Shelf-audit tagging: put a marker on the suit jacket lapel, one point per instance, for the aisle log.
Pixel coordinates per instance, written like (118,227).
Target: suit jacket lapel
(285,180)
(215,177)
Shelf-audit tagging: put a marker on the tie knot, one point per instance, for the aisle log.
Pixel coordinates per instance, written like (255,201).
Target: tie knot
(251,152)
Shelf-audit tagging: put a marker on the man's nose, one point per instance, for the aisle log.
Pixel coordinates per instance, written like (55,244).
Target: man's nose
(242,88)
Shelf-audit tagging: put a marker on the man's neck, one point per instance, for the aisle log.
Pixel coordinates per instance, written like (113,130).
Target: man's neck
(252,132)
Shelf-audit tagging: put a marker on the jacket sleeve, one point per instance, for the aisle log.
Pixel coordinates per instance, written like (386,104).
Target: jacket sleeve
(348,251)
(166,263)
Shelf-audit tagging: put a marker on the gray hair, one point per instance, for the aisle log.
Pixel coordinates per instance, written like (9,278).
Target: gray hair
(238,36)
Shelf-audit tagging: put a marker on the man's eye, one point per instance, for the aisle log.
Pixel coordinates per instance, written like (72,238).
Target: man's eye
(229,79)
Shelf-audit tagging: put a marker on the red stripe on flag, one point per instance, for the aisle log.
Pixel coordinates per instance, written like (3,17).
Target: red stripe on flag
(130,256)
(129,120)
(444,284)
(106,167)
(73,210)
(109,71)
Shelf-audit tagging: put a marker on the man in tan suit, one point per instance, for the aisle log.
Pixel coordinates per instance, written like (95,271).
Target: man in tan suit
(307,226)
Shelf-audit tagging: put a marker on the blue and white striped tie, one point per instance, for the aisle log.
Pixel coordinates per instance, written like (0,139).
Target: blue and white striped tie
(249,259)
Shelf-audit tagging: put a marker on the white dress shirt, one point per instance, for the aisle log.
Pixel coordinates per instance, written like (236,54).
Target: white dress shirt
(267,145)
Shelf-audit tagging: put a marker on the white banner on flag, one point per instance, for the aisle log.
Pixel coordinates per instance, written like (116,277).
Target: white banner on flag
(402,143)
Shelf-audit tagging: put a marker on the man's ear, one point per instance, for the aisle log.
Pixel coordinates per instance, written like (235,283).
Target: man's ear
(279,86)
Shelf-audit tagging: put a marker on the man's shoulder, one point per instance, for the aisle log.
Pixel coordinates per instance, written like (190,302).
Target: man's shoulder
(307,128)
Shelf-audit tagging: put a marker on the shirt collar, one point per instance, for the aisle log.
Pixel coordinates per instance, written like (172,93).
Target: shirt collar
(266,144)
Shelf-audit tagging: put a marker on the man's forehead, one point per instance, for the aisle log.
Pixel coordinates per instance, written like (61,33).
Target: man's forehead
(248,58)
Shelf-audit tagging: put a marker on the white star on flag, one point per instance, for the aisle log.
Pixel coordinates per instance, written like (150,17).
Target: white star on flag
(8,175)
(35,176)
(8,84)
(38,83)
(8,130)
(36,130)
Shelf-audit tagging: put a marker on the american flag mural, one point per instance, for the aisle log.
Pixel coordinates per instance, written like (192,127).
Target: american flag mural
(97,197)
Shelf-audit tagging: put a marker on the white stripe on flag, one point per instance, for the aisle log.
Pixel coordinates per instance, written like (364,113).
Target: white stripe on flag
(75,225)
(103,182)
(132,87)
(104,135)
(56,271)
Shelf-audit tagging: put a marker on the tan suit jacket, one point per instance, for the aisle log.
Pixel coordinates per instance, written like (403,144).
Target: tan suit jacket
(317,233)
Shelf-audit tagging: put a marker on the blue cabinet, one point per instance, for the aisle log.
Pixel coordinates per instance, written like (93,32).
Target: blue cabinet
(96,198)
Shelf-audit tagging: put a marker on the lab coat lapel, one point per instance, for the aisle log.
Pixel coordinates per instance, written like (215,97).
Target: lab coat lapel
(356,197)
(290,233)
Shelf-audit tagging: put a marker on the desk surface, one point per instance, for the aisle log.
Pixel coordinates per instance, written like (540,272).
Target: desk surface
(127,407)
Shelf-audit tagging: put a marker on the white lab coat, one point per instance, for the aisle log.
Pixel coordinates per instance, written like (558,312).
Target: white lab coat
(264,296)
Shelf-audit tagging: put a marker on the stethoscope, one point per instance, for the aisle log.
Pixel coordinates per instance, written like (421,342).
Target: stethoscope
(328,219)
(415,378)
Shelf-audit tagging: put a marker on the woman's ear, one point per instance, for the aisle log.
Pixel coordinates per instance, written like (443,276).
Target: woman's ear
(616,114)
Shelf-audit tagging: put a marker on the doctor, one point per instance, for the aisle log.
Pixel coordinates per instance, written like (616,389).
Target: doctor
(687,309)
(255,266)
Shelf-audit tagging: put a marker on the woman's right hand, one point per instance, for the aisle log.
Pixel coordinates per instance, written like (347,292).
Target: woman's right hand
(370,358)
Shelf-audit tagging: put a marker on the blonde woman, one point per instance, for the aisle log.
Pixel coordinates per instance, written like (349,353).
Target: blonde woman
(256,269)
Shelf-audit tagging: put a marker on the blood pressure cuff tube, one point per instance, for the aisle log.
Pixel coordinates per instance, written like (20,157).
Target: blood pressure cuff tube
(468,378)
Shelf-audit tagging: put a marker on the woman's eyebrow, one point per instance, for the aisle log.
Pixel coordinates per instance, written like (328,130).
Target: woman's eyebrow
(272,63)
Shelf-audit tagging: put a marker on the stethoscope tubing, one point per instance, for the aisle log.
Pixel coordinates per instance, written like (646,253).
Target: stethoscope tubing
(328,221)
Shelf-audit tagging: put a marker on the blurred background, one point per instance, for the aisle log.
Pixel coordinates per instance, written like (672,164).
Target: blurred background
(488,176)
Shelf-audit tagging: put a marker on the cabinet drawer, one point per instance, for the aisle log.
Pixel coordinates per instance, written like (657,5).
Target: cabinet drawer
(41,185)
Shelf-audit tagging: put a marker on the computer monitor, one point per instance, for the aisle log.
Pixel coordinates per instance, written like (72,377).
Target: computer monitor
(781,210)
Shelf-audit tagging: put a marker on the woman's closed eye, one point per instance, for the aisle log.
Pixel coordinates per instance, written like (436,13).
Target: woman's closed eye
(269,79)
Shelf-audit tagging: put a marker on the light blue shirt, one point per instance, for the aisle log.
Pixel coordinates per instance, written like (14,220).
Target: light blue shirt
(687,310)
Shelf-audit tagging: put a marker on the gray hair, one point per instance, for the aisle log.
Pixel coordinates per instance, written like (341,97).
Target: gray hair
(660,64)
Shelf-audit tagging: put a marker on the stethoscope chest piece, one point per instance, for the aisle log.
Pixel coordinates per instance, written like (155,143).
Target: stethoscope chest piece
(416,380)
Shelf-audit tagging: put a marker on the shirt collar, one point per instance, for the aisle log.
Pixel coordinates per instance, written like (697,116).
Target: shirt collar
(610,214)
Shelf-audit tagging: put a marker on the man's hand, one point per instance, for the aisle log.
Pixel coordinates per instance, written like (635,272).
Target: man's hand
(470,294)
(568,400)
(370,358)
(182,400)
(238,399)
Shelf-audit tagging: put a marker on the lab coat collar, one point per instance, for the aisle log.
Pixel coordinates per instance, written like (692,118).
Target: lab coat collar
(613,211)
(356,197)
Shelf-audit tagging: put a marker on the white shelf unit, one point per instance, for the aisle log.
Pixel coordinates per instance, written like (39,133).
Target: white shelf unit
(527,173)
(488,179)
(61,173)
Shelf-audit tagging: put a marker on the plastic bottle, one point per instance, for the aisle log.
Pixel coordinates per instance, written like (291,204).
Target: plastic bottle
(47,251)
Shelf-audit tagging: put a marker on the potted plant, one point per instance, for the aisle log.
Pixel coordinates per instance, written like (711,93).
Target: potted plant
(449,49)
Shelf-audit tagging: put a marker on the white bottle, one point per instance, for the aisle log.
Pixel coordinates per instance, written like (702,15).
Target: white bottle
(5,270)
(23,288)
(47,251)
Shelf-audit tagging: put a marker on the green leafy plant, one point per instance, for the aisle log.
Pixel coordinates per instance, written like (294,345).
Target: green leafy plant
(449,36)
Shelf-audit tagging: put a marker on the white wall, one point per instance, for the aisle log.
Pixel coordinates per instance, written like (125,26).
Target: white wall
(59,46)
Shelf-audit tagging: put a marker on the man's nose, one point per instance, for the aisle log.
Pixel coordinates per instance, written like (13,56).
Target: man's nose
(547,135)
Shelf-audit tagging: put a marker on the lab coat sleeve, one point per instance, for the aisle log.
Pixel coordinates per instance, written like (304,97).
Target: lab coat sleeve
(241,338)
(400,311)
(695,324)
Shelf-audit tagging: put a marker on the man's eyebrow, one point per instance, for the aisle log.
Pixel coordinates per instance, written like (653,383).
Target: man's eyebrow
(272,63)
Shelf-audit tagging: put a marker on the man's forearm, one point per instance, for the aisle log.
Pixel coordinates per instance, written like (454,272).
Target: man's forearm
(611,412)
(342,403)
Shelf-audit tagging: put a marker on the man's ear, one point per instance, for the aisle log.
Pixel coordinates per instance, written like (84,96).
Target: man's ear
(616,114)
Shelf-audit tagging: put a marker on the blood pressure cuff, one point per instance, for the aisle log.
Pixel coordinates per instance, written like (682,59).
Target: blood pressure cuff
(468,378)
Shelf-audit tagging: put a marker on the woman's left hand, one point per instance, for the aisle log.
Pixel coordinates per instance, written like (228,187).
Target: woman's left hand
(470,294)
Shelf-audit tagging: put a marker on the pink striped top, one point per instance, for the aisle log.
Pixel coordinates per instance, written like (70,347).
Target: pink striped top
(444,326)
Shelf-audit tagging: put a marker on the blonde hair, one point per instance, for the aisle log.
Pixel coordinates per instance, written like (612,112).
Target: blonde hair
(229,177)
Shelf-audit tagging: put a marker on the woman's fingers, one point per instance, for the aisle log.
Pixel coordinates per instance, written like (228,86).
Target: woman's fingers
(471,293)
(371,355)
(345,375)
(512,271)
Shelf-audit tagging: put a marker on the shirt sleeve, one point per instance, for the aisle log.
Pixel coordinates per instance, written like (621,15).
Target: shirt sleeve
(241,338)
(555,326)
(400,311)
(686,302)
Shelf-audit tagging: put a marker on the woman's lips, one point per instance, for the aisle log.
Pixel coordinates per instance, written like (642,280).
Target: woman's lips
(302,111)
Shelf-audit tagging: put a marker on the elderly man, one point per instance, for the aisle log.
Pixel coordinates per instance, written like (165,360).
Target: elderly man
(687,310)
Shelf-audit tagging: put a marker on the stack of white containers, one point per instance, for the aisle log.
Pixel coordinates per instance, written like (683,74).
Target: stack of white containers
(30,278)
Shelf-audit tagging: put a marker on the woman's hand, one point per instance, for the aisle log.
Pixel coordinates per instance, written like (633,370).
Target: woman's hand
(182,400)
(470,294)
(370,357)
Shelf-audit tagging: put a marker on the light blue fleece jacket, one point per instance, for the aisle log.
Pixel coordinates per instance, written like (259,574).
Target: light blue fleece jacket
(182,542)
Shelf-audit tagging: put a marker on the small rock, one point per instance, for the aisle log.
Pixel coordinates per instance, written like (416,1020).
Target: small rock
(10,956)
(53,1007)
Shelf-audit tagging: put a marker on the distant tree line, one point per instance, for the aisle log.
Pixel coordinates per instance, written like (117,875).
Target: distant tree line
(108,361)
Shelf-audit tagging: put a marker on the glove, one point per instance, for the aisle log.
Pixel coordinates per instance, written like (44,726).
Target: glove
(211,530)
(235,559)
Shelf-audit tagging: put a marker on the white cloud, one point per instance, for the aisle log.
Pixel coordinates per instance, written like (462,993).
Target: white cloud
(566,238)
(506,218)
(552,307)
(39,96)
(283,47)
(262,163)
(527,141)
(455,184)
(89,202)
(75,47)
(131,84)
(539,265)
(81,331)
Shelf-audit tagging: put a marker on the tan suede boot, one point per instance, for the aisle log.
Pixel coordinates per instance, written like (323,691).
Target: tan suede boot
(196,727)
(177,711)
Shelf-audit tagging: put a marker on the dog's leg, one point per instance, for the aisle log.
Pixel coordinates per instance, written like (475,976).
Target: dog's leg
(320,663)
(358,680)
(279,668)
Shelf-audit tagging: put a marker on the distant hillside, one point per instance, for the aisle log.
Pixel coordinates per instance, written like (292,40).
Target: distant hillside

--- WHAT IS NEEDED ---
Rewrite the portion of the records from the line containing "Shelf-audit tagging: put a marker on the distant hillside, one" through the end of the records, switching "distant hillside" to "far ridge" and leaving everything else unchanged. Give only those lines.

--- SOLUTION ---
Shelf-audit tagging: put a marker on the far ridge, one point per instance, for the aisle log.
Pixel coordinates per instance, written like (292,40).
Target: far ridge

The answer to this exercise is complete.